**EXTRACT**
Unfortunately, resistance of equine worms to chemical wormers is becoming more common. Resistance means that the chemicals contained in certain horse wormers no longer effectively control the worm population.
Resistance develops due to the small genetic variations that occur within a worm population which lead to some worms naturally being more resistant to chemical wormers than others. Therefore, when a horse is treated with a wormer all of the worms which haven’t evolved with this advantage (susceptible worms) are killed, leaving only the worms which are resistant. These resistant worms then pass on their resistance, creating a wormer resistant population. This is an example of natural selection.
Resistance may be increased when too low a dosage of a wormer is used for the weight of the horse, or if the wormer is used too frequently. To help reduce the incidence of resistance we should:
- Use faecal worm egg counts to determine whether a wormer is needed and which one to use.
- Weigh (or weigh tape) our horse/s before dosing in order to avoid under dosing.
- Use tapeworm and encysted redworm tests to determine whether a wormer is needed for either of these parasites.
- Target specific worms with an effective product at the correct time of year.
- Ensure good pasture management- poo pick fields twice weekly.
- Cross graze pasture with other species, for example sheep.
- Avoid over-crowding of fields.
- Avoid harrowing as this spreads parasites around an area.

**INFORMATION PROVIDED**
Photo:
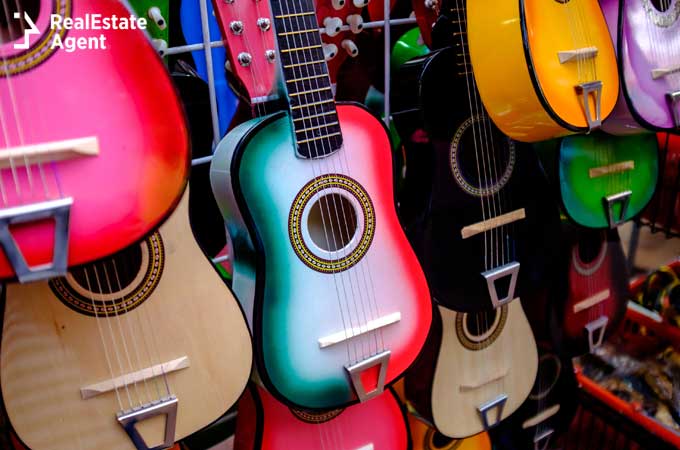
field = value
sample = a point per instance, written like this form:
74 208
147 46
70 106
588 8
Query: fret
304 141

**HOW TO COMPLETE THIS TASK**
Transcribe the part of the text on equine worm resistance from "Resistance develops due" to "one to use.". The items are separate material and have no connection to the text on worm resistance in horses.

**TASK OUTPUT**
Resistance develops due to the small genetic variations that occur within a worm population which lead to some worms naturally being more resistant to chemical wormers than others. Therefore, when a horse is treated with a wormer all of the worms which haven’t evolved with this advantage (susceptible worms) are killed, leaving only the worms which are resistant. These resistant worms then pass on their resistance, creating a wormer resistant population. This is an example of natural selection.
Resistance may be increased when too low a dosage of a wormer is used for the weight of the horse, or if the wormer is used too frequently. To help reduce the incidence of resistance we should:
- Use faecal worm egg counts to determine whether a wormer is needed and which one to use.